== ENTRIES PROVIDED ==
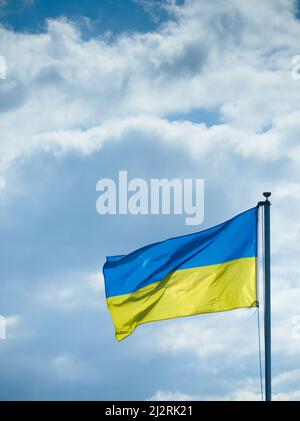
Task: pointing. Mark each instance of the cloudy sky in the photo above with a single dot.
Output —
(185, 89)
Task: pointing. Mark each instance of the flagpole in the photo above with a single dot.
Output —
(267, 302)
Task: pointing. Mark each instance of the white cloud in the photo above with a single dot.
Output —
(64, 92)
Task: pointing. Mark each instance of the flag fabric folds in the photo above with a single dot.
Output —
(209, 271)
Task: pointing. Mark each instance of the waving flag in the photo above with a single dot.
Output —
(209, 271)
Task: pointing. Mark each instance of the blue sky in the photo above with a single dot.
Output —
(161, 89)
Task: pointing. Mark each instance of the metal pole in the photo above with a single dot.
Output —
(267, 303)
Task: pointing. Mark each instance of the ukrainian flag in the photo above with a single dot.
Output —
(209, 271)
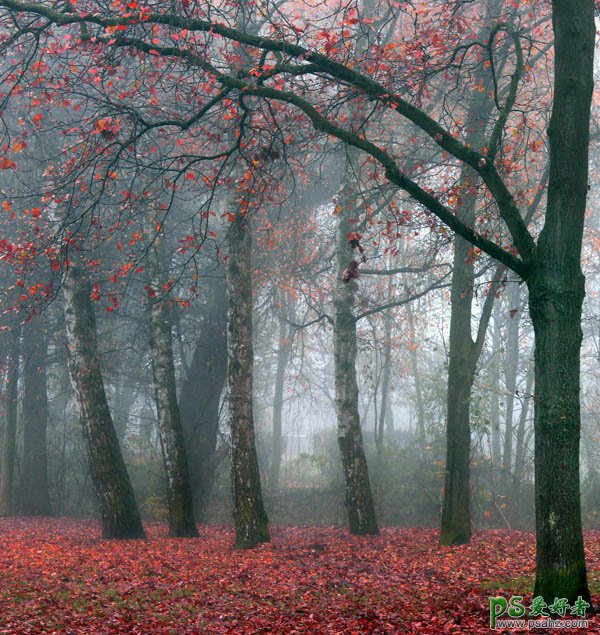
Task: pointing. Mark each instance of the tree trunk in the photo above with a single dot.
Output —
(456, 509)
(521, 446)
(35, 496)
(118, 510)
(511, 366)
(495, 406)
(200, 396)
(250, 518)
(414, 365)
(283, 356)
(9, 440)
(359, 498)
(385, 382)
(179, 491)
(556, 292)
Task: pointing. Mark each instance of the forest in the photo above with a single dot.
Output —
(299, 316)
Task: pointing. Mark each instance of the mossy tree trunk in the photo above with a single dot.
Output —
(34, 411)
(118, 509)
(359, 498)
(284, 350)
(179, 490)
(201, 391)
(250, 518)
(9, 438)
(556, 292)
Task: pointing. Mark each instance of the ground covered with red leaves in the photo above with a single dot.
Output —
(58, 576)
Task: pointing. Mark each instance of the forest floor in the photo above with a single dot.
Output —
(58, 576)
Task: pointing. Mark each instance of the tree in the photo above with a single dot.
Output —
(179, 490)
(9, 437)
(550, 266)
(118, 509)
(34, 411)
(250, 518)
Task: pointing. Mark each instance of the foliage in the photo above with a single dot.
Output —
(57, 576)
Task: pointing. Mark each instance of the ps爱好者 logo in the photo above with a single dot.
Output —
(513, 613)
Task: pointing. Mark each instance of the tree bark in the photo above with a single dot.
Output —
(9, 439)
(118, 509)
(200, 395)
(556, 292)
(456, 508)
(35, 495)
(179, 491)
(250, 518)
(359, 498)
(283, 356)
(414, 365)
(511, 365)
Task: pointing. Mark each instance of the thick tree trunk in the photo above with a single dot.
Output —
(118, 510)
(9, 439)
(250, 518)
(556, 291)
(283, 356)
(385, 383)
(456, 509)
(35, 495)
(179, 491)
(200, 395)
(359, 498)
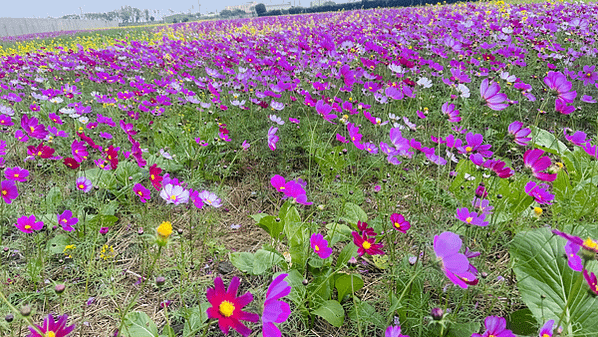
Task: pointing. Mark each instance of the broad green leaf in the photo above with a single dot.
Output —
(522, 322)
(138, 324)
(243, 261)
(349, 251)
(263, 260)
(463, 329)
(548, 142)
(353, 213)
(549, 287)
(347, 284)
(332, 312)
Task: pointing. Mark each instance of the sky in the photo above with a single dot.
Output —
(43, 9)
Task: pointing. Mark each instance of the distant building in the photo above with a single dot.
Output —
(279, 6)
(247, 8)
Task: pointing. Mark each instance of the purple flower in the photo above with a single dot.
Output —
(16, 174)
(558, 82)
(174, 194)
(495, 327)
(83, 184)
(532, 160)
(320, 245)
(143, 193)
(454, 264)
(538, 192)
(66, 220)
(393, 331)
(210, 198)
(28, 224)
(275, 311)
(520, 134)
(272, 138)
(471, 218)
(494, 99)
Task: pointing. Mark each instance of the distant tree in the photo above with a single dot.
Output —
(260, 9)
(226, 13)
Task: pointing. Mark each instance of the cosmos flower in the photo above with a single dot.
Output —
(227, 307)
(51, 328)
(275, 311)
(320, 245)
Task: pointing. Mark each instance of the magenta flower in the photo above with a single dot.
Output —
(227, 307)
(546, 330)
(16, 174)
(28, 224)
(494, 99)
(174, 194)
(471, 218)
(592, 281)
(83, 184)
(451, 112)
(558, 82)
(210, 198)
(275, 311)
(393, 331)
(272, 138)
(539, 193)
(52, 328)
(454, 264)
(143, 193)
(399, 223)
(67, 221)
(495, 327)
(533, 160)
(8, 190)
(521, 135)
(366, 245)
(320, 245)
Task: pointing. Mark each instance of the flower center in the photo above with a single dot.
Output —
(226, 308)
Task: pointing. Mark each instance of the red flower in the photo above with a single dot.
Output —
(226, 307)
(155, 177)
(366, 245)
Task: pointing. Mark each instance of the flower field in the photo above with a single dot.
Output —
(422, 171)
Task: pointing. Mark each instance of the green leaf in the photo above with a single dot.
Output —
(138, 324)
(463, 329)
(522, 322)
(263, 260)
(347, 284)
(549, 287)
(353, 213)
(349, 251)
(332, 312)
(243, 261)
(548, 142)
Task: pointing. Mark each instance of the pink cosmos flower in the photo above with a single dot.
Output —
(399, 223)
(52, 328)
(143, 193)
(28, 224)
(521, 135)
(494, 99)
(558, 82)
(538, 192)
(320, 245)
(67, 221)
(16, 174)
(272, 138)
(534, 161)
(275, 311)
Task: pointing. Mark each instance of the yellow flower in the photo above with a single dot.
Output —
(165, 229)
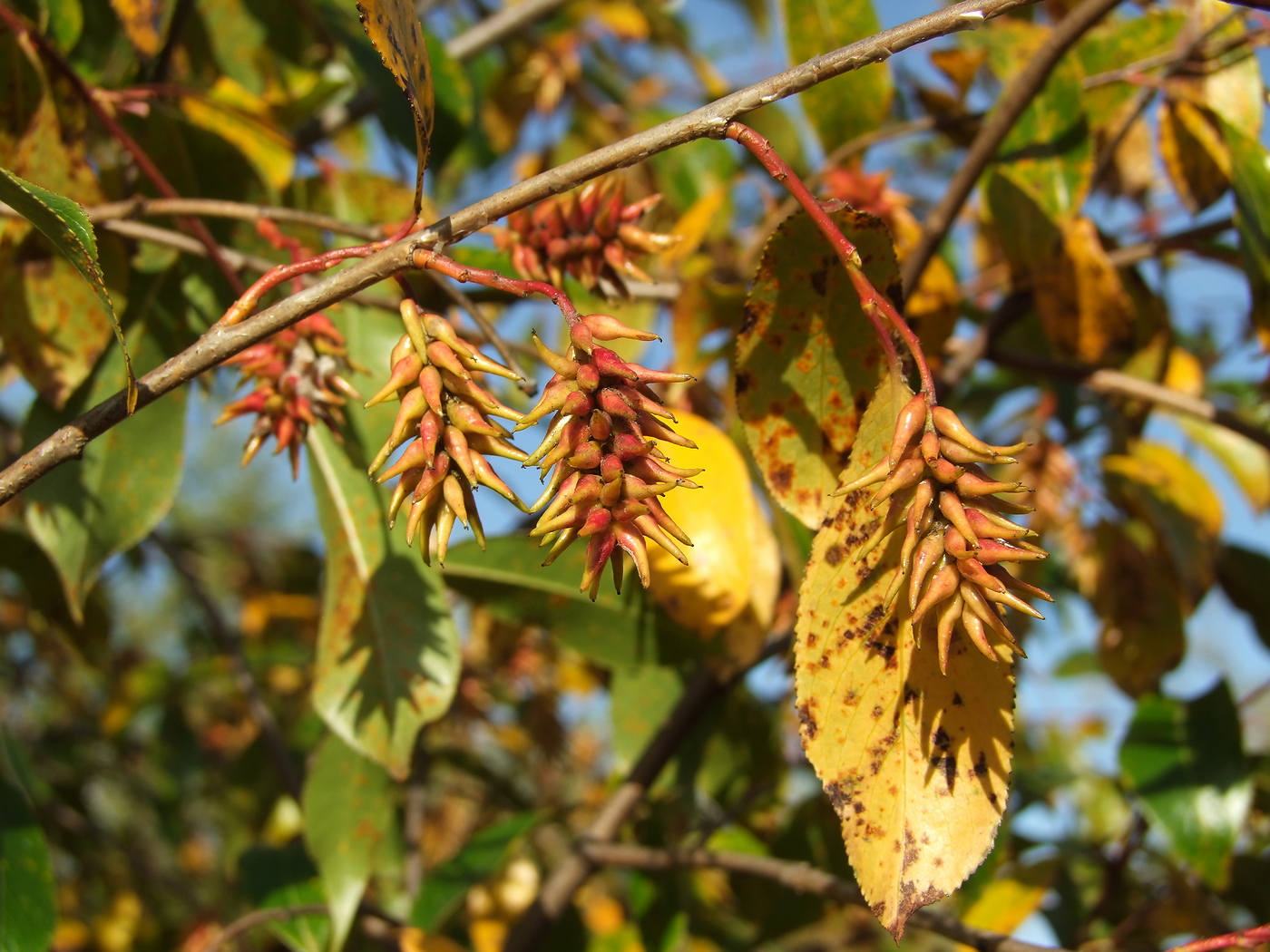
===
▶ **AIM OF THE TASK**: Tell how many lines of the listing include the word "green"; the number alone is the answer.

▶ **OUTPUT BELOW**: 2